┏━━
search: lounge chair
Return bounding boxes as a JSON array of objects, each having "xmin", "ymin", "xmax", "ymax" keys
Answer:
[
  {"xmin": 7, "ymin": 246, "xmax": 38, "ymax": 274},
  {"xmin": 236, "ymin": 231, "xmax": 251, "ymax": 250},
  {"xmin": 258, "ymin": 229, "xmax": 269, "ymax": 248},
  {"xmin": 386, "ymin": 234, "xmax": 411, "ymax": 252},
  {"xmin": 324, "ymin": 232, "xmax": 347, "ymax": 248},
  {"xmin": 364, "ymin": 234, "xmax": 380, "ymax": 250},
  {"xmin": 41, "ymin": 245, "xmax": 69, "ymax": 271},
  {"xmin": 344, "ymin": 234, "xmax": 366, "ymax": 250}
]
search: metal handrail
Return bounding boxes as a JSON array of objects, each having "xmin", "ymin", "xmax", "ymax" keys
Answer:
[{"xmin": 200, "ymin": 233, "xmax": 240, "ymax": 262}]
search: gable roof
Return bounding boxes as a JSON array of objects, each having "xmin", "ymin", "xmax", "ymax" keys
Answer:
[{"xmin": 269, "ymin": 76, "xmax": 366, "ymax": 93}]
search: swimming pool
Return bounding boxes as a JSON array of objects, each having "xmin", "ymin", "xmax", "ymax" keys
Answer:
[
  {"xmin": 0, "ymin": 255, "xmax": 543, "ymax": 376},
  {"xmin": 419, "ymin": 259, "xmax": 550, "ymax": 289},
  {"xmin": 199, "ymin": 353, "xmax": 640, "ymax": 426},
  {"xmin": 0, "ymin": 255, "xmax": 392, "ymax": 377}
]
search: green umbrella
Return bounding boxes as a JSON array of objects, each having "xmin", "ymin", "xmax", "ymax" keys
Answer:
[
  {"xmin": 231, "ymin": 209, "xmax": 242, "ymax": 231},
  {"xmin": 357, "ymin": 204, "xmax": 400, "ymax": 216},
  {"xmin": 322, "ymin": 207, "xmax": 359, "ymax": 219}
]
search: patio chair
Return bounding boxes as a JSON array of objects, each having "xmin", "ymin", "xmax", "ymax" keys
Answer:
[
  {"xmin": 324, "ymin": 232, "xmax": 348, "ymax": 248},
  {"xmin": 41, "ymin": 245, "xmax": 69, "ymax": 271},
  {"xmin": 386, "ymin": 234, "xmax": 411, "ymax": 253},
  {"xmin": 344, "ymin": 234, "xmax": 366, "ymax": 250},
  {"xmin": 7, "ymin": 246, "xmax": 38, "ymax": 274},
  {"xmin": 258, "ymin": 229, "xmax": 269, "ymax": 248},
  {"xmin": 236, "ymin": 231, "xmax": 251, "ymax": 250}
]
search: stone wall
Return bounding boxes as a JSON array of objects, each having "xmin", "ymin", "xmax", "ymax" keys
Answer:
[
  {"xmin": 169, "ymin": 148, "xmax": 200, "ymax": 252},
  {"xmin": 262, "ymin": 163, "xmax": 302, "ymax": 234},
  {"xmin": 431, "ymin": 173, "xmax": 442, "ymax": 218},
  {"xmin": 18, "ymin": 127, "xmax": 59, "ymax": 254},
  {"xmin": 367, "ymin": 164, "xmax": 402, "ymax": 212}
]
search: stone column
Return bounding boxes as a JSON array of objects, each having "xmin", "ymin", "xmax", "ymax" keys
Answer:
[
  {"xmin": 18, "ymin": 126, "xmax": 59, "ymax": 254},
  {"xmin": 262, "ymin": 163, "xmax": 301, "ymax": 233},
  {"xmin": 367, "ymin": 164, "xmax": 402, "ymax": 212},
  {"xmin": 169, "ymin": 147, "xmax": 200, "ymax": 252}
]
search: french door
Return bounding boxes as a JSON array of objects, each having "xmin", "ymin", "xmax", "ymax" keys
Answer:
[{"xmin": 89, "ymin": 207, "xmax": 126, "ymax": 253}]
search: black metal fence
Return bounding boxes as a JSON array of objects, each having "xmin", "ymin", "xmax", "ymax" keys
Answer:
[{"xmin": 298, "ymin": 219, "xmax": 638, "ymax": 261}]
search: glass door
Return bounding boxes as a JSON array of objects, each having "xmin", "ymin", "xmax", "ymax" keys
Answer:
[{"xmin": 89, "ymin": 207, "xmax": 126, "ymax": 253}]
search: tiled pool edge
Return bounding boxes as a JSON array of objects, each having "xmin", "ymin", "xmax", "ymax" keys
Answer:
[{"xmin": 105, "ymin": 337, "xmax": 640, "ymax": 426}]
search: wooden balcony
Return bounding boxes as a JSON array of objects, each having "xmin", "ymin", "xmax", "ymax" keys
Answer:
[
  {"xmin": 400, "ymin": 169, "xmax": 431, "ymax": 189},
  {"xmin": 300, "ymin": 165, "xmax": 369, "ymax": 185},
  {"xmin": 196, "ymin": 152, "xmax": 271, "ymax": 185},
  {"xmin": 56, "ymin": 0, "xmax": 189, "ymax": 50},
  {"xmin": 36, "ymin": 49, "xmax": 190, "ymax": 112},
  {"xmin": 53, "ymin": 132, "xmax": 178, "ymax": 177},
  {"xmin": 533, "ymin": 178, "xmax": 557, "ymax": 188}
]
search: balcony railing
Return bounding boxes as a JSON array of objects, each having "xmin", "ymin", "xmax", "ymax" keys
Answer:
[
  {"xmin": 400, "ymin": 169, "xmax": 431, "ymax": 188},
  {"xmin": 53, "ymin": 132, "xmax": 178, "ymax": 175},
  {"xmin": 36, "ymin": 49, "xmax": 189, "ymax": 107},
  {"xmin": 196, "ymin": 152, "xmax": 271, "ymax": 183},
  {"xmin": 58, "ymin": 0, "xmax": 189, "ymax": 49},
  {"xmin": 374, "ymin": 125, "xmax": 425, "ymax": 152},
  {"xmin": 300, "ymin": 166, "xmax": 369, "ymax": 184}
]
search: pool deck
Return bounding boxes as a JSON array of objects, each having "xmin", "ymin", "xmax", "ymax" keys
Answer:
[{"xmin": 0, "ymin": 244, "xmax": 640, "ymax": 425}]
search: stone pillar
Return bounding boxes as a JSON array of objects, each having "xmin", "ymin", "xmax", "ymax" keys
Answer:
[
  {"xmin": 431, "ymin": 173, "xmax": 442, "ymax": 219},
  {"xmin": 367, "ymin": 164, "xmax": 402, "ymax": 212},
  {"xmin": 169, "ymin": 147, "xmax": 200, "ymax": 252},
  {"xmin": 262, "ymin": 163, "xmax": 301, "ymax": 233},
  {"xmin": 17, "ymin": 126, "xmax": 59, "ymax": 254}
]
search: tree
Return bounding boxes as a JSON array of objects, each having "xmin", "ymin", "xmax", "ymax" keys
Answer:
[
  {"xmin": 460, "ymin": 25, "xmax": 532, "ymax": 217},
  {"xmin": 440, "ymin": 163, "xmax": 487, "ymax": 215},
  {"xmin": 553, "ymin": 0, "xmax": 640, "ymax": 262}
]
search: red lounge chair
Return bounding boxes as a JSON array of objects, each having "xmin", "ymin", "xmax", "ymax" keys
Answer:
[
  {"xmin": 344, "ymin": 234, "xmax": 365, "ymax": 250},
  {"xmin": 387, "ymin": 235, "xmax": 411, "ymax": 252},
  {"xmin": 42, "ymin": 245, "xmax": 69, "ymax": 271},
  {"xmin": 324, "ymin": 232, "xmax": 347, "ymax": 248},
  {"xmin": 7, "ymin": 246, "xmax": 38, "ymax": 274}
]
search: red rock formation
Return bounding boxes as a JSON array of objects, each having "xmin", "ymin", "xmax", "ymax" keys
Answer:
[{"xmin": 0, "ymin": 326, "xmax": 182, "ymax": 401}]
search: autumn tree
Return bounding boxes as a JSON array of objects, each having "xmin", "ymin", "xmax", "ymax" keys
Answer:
┗━━
__Set problem__.
Filter the listing above down to the lines that contain the word "balcony", copying each such line in full.

__Finished task__.
search: wooden balcony
search: balcony railing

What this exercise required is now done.